AIM: Transcribe every line of the listing below without any deviation.

○ ○ ○ ○

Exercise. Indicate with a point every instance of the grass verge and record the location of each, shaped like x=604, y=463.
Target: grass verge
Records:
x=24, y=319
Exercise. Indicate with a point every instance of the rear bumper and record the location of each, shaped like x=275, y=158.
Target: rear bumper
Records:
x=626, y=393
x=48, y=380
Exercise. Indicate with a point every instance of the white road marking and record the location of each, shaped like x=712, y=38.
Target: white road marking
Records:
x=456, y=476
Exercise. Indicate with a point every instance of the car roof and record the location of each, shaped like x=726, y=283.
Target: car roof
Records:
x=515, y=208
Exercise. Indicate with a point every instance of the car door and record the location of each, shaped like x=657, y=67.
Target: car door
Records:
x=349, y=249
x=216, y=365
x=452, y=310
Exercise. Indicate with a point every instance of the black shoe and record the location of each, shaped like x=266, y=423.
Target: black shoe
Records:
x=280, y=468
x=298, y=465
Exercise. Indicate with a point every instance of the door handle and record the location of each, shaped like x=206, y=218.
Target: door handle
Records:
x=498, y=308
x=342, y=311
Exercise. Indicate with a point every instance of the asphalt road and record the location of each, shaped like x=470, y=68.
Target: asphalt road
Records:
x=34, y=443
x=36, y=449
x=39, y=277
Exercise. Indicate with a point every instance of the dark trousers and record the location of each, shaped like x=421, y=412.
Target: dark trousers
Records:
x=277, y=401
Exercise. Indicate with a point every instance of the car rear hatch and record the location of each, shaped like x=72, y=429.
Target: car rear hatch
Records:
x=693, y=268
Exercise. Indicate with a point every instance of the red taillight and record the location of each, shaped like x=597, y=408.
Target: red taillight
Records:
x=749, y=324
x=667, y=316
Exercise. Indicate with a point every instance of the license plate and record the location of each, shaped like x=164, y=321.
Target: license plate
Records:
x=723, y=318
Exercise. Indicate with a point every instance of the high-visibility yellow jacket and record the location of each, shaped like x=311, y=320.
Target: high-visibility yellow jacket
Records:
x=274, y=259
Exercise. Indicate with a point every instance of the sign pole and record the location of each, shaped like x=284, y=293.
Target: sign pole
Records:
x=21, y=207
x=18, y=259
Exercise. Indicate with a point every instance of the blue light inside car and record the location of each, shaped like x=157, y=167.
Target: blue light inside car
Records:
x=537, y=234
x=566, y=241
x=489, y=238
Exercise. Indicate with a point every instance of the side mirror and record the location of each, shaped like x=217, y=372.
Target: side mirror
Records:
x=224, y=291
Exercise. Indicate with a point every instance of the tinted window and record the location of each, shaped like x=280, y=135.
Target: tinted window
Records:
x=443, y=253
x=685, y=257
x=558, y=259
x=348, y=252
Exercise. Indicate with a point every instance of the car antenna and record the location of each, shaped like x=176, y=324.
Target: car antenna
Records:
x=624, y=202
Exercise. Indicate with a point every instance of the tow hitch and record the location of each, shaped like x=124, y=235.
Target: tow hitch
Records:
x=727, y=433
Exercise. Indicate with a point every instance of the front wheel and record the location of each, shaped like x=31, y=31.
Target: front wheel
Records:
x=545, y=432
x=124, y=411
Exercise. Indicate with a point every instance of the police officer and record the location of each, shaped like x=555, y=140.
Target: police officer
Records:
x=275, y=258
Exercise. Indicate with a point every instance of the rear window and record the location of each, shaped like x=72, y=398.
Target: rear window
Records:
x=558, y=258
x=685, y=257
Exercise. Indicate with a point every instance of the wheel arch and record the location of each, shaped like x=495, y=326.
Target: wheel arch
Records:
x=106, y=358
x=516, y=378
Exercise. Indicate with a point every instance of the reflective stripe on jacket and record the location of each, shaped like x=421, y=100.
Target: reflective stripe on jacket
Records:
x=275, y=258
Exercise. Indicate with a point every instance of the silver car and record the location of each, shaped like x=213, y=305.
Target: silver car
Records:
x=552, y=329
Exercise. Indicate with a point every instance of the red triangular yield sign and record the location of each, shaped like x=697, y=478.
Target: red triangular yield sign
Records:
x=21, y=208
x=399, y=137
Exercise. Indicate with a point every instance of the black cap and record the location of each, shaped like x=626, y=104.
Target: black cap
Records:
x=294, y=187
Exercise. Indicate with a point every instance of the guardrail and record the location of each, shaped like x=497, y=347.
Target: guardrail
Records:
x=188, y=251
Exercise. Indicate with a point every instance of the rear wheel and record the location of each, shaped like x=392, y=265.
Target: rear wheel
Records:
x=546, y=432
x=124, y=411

○ ○ ○ ○

THE SOLUTION:
Exercise. Indicate with a point every instance of the grass verge and record the location of each, shaped like x=604, y=463.
Target: grass verge
Records:
x=24, y=319
Exercise. Indicate with a point every instance of the rear bumper and record the location of each, shaped like x=275, y=158.
Target: rear bumper
Records:
x=626, y=393
x=48, y=380
Exercise. Indicate with a point every instance of the white road marking and record the location of each, shaped like x=712, y=38.
Target: white road marking
Records:
x=456, y=476
Exercise. Indicate with a point every instance of the car roof and record the location of each, shaped like x=726, y=283.
Target: car roof
Records:
x=515, y=208
Exercise. Indicate with a point every instance of the car door and record the location of each, shaped like x=657, y=67.
Target: car door
Records:
x=349, y=249
x=216, y=365
x=452, y=310
Exercise. Indicate with a point every instance of the black shoe and record the location of each, shaped like x=266, y=423.
Target: black shoe
Records:
x=280, y=468
x=298, y=465
Exercise. Indicate with a point every instance of the door handle and record the location of each, shaped like x=206, y=218.
Target: door handle
Records:
x=498, y=308
x=342, y=311
Exercise. Indicate with a point every instance of the asphalt road and record the location of each, shaped like x=470, y=68.
Target: asphalt road
Records:
x=34, y=443
x=36, y=449
x=39, y=277
Exercise. Indicate with a point every instance of the dark trousers and record the location of each, shaped like x=421, y=412.
Target: dark trousers
Records:
x=277, y=401
Exercise. Indicate with a point every instance of the car rear hatch and record the location of each, shaped like x=72, y=429.
Target: car rear hatch
Records:
x=693, y=268
Exercise. Indicate with a point every instance of the red taillight and record the location of each, shaped like x=597, y=408.
Target: red taillight
Records:
x=749, y=324
x=667, y=316
Exercise. Indicate with a point every instance of the license plate and record the location of each, shaped like x=164, y=321.
Target: license plate
Records:
x=723, y=318
Exercise. Indicate with a point every instance of the high-visibility yellow jacket and record the location of each, shaped like x=311, y=320.
Target: high-visibility yellow jacket
Records:
x=274, y=259
Exercise. Indicate with a point every instance of the sign pole and record the location of each, shaped like x=284, y=293.
Target: sign pole
Records:
x=21, y=207
x=18, y=259
Exercise. Indicate with a point every instance of the blue light inside car and record the location of each, shaped like x=157, y=167.
Target: blue light inside car
Records:
x=537, y=234
x=566, y=241
x=489, y=238
Exercise. Indicate with a point every instance of the side mirror and record the location of each, shaped like x=217, y=372.
Target: side mirror
Records:
x=224, y=291
Exercise. Indicate with a point every instance of the tinted window and record the location of each, shaped like x=280, y=135.
Target: tinted window
Records:
x=443, y=253
x=685, y=257
x=558, y=259
x=348, y=252
Exercise. Indicate with a point every instance of the car antenna and record the location of each, shaped like x=176, y=324.
Target: car antenna
Records:
x=624, y=202
Exercise. Indicate with a point every instance of the tow hitch and record the location of each, shaped like x=124, y=235.
Target: tow hitch
Records:
x=727, y=433
Exercise. Indicate with a point every instance of the front wheel and record the location of each, shaped like x=31, y=31.
Target: front wheel
Records:
x=545, y=432
x=124, y=411
Exercise. Indicate with a point every instance of the police officer and record the location of each, shaped like x=555, y=140.
Target: police officer
Records:
x=275, y=258
Exercise. Indicate with a point every instance of the rear window and record the location of each, shaped like x=72, y=398.
Target: rear window
Records:
x=558, y=258
x=685, y=257
Exercise. Indicate with a point every instance of the wheel arch and record the location of each, shaped like x=495, y=326.
Target: wheel arch
Records:
x=106, y=358
x=516, y=378
Exercise. Indicate with a point every instance of the reflective stripe on jacket and record the location of each, shaped like x=421, y=100.
Target: reflective stripe on jacket
Records:
x=275, y=258
Exercise. Indicate with a point every instance of the silver car and record the location of each, shaped like x=213, y=305.
Target: silver car
Records:
x=552, y=329
Exercise. Indicate with a point every instance of the red triangular yield sign and record the location of each, shaped like x=697, y=478.
Target: red triangular yield sign
Records:
x=21, y=208
x=399, y=137
Exercise. Indicate with a point every instance of the black cap and record the location of each, shaped like x=626, y=104.
Target: black cap
Records:
x=294, y=187
Exercise. Indicate with a point every instance of the guardrail and record the location of each, shaped like x=497, y=347.
Target: guardrail
Records:
x=188, y=251
Exercise. Indicate with a point every instance of the rear wheel and record the location of each, shaped like x=392, y=265.
Target: rear wheel
Records:
x=546, y=432
x=124, y=411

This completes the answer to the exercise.